[[ Source extract, beginning ]]

Give a Kid a Chance
No one really knows why kids get cancer. But they do, some 14,000 of them a year.
Go to Parole Rotary’s Naptown barBAYq May 13 and 14, and you’ll be helping “give a chance of living a nice long life” to the 200 kids cancer sends each year to The Johns Hopkins Kimmel Cancer Center in Baltimore.
Like Tracie Lewis.
The fifth-grader at Severna Park’s Folger Mckinsey Elementary School has been a patient at Hopkins since last June, when her Coast Guardsman father was posted to Curtis Bay Yard in Baltimore.
A year or so earlier, a cell in her fast-growing young body took a wrong turn.
A cell like that “can race ahead like a car with a brake pedal that no longer works,” explains Dr. Donald Small, director of Pediatric Oncology at Hopkins’ Kimmel Cancer Center.

[[ Source extract, end ]]
[[ Extracted information, beginning ]]

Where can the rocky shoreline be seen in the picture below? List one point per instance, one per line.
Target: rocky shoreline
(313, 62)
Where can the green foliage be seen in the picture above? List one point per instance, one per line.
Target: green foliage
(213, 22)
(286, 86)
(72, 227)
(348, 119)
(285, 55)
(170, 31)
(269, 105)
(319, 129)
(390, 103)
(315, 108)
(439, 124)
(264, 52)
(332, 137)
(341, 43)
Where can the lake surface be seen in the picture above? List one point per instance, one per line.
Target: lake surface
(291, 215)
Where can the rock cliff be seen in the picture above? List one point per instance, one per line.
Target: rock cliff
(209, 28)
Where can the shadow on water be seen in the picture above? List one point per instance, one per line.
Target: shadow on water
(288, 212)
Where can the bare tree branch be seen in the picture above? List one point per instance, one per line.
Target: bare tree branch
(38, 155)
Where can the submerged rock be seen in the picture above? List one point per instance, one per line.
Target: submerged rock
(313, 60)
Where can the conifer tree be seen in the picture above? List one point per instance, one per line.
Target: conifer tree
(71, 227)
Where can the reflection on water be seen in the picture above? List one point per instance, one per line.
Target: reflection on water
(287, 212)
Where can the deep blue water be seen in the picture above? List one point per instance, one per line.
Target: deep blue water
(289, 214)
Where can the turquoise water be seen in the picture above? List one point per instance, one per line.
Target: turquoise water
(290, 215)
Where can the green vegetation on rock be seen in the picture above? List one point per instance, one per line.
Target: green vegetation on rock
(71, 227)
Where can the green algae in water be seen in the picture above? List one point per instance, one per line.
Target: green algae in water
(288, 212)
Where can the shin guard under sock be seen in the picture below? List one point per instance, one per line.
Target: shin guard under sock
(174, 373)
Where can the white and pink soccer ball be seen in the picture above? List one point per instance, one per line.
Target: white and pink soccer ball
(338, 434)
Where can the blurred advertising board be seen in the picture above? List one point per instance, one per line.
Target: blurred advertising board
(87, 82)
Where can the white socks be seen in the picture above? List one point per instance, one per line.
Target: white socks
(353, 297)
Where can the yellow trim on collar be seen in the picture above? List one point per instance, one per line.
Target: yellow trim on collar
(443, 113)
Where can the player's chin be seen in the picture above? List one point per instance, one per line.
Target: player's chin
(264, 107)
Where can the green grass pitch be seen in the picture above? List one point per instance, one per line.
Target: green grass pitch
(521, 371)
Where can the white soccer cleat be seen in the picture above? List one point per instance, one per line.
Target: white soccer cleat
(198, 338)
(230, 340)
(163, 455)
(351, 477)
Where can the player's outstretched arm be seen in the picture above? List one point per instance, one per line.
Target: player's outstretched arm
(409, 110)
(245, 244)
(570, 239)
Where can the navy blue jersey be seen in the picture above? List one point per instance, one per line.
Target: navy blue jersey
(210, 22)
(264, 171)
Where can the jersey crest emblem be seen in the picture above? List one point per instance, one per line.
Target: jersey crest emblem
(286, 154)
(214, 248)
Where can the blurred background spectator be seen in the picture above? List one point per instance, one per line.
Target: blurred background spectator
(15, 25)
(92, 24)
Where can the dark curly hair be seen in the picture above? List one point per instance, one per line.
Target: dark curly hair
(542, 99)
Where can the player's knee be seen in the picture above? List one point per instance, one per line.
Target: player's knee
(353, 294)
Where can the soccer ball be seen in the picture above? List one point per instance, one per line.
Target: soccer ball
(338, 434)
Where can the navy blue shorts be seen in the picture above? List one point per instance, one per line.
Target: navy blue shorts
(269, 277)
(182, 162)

[[ Extracted information, end ]]

→ **Exercise tasks**
a: Using the article on childhood cancer, decide whether each statement agrees with it, answering yes or no and quoting the deciding words. (i) Tracie Lewis attends an elementary school in Severna Park. (ii) The barBAYq is held on a single day. (iii) Tracie Lewis's father serves in the Coast Guard.
b: Extend the article on childhood cancer, beginning after its final sentence.

→ **Answers in order**
a:
(i) Yes: "The fifth-grader at Severna Park’s Folger Mckinsey Elementary School"
(ii) No: "Naptown barBAYq May 13 and 14"
(iii) Yes: "her Coast Guardsman father"

b:
“If an occasional error in the DNA — which is what we call mutation — results in a growth advantage for that cell, it’s off to the races,” Small says.
Tracie’s rogue cells ran into Non-Hodgkins Lymphoma.
The mutation triggered a war fought not only by her immune system but also by scientists like Small, who spent 17 years in school training for the battle.
Wiley and hostile as kids’ cancers are, they are not unpredictable. They fall into some 13 types, meaning they can be understood, however slowly and painstakingly, attacked and even routed.
That’s Small’s job, shared with the 13 other cancer fighters who are the famous med school’s pediatric oncology faculty.
The team are researchers, teachers and healers. “We love to do the science to forward the state of the art, we love taking care of patients and getting to know their families,” Small says of the faculty.
As recently as the 1970s, few of the 14,000 kids with cancer would survive. Now about 70 percent will be cured, with the percentage rising almost by the year.
Tracie is on that path.
“Her disease is under control,” explains her mother, Natalie Lewis. “She’s on maintenance chemotherapy.”
Getting to this stage meant going to John’s Hopkins as often as every other day for treatment.
The drugs used in chemotherapy, arsenic among them, are all poisons.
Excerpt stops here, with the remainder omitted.